──────── PENGGALAN TEKS
Wakaf Tunai Anamfal Care
Setelah
zakat, infak dan sedekah, instrumen selanjutnya yang dapat diberdayakan dalam
hal filantropi Islam adalah wakaf. Dalam masyarakat, wakaf sendiri sudah
akrab dikenal. Ada yang mewakafkan tanah yang dimilikinya untuk didirikan
masjid, madrasah atau fasilitas umum lainnya. Ada yang mewakafkan pemanfaatan
tanah untuk dikelola di atasnya dan hasilnya kemudian disedekahkan. Ada juga
yang mewakafkan bahan material yang ia miliki untuk dimanfaatkan dalam
pembangunan fisik. Dan berbagai bentuk fisik lainnya.
Secara etimologi,
wakaf berasal dari kata Waqf yang berarti al-Habs : menahan,
berhenti atau diam. Sedangkan secara terminologi yaitu menahan
harta yang dapat diambil manfaatnya tapi bendanya tetap dengan cara
memanfaatkannya untuk kebaikan dengan niat ibadah pada Allah. Banyak sekali
dijumpai dalam kitab-kitab fiqh klasik. Sebagai pendekat pemahaman dirasa perlu
untuk meniliti masing-masing pendapat mereka. Sayid Sabiq dalam kitabnya yang
berjudul, fiqh al sunnah menyatakan dengan menggunakan bahasa yang simple
tapi padat. “Habasul ashlul maal wa tasy bilusshamarah fi
sabilillah”, artinya menahan asal pokok harta dan mendermakan
hasilnya serta memanfaatkannya pada jalan Allah swt. Sayid Sabiq memakai
kata habs dan tasbil untuk istilah wakaf ini, yang bermakna
menahan harta dan tasbilus-shamarah atau mendermakan hasilnya. Para
ulama fiqih yang menjadikan ayat-ayat umum yang membicarakan sedeqah, infaq,
dan amal jariyah.Para ulama menafsirkannya bahwa wakaf sudah tercakup dalam
cakupan ayat tersebut.[1]
Apabila
kata tersebut dihubungkan dengan harta seperti tanah, binatang dan yang lain,
ia berarti pembekuan hak milik untuk faedah tertentu. Dalam pengertian hukum
Islam, wakaf adalah melepas kepemilikan atas harta yang dapat bermanfaat dengan
tanpa mengurangi bendanya untuk diserahkan kepada perorangan atau kelompok
(organisasi) agar dimanfaatkan untuk tujuan-tujuan yang tidak bertentangan dengan
syariat.
────────────────
*SOAL LATIHAN A*:
Ulangi persis bagian teks tentang wakaf di atas yang terletak antara "Wakaf Tunai Anamfal" dan "bentuk fisik lainnya.", termasuk kedua batas itu.
Teks tentang wakaf di atas dan entri sesudahnya merupakan bahan yang terpisah.
──────── ENTRI YANG DIBERIKAN
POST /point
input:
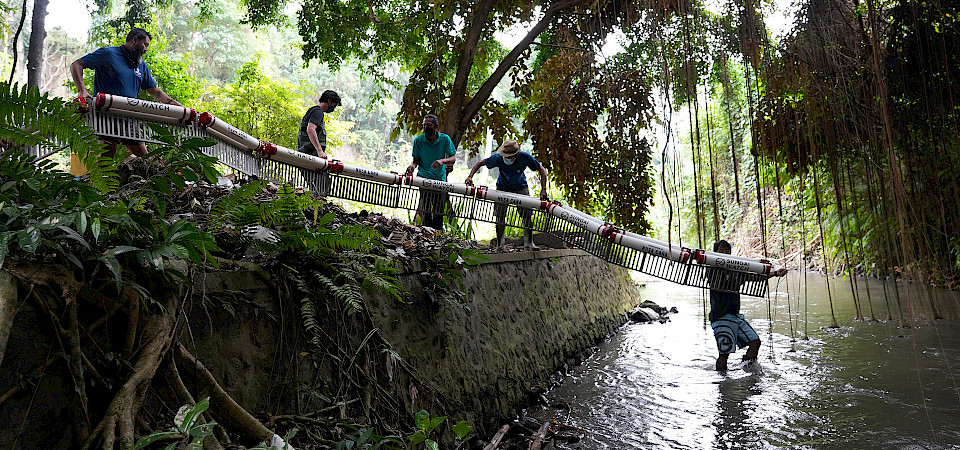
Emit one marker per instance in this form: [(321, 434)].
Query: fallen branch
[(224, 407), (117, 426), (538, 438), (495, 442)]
────────────────
──────── ENTRI YANG DIBERIKAN
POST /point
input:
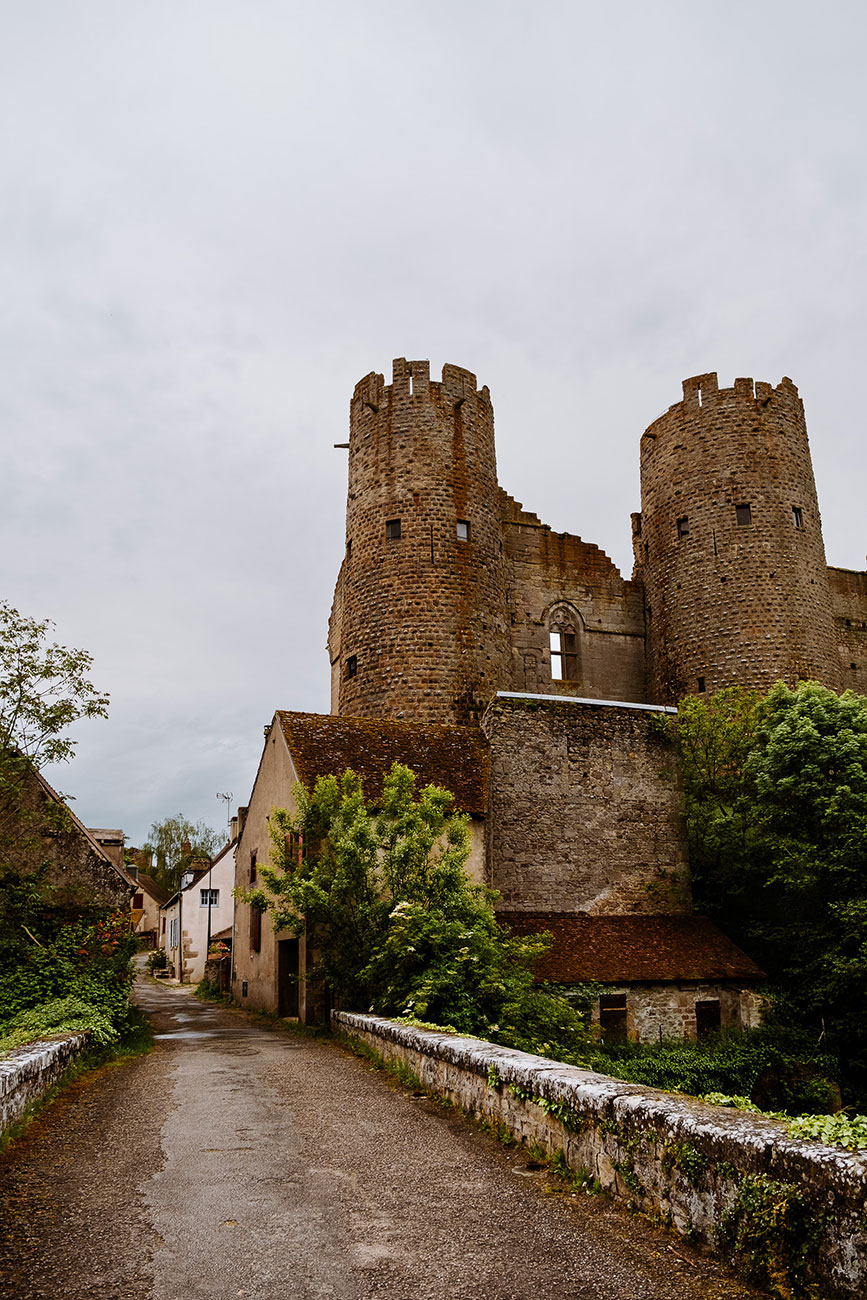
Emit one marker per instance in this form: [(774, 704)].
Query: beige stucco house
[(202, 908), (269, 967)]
────────────────
──────── ENTRI YANG DIBERIKAN
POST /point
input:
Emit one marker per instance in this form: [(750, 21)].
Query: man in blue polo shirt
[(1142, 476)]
────────────────
*SOAL LATIHAN B*:
Kumpulkan semua baris entri di atas yang memuat kata "Query", lalu salin tanpa perubahan.

*HASIL LATIHAN A*:
Wakaf Tunai Anamfal Care
Setelah
zakat, infak dan sedekah, instrumen selanjutnya yang dapat diberdayakan dalam
hal filantropi Islam adalah wakaf. Dalam masyarakat, wakaf sendiri sudah
akrab dikenal. Ada yang mewakafkan tanah yang dimilikinya untuk didirikan
masjid, madrasah atau fasilitas umum lainnya. Ada yang mewakafkan pemanfaatan
tanah untuk dikelola di atasnya dan hasilnya kemudian disedekahkan. Ada juga
yang mewakafkan bahan material yang ia miliki untuk dimanfaatkan dalam
pembangunan fisik. Dan berbagai bentuk fisik lainnya.

*HASIL LATIHAN B*:
Query: fallen branch
Query: beige stucco house
Query: man in blue polo shirt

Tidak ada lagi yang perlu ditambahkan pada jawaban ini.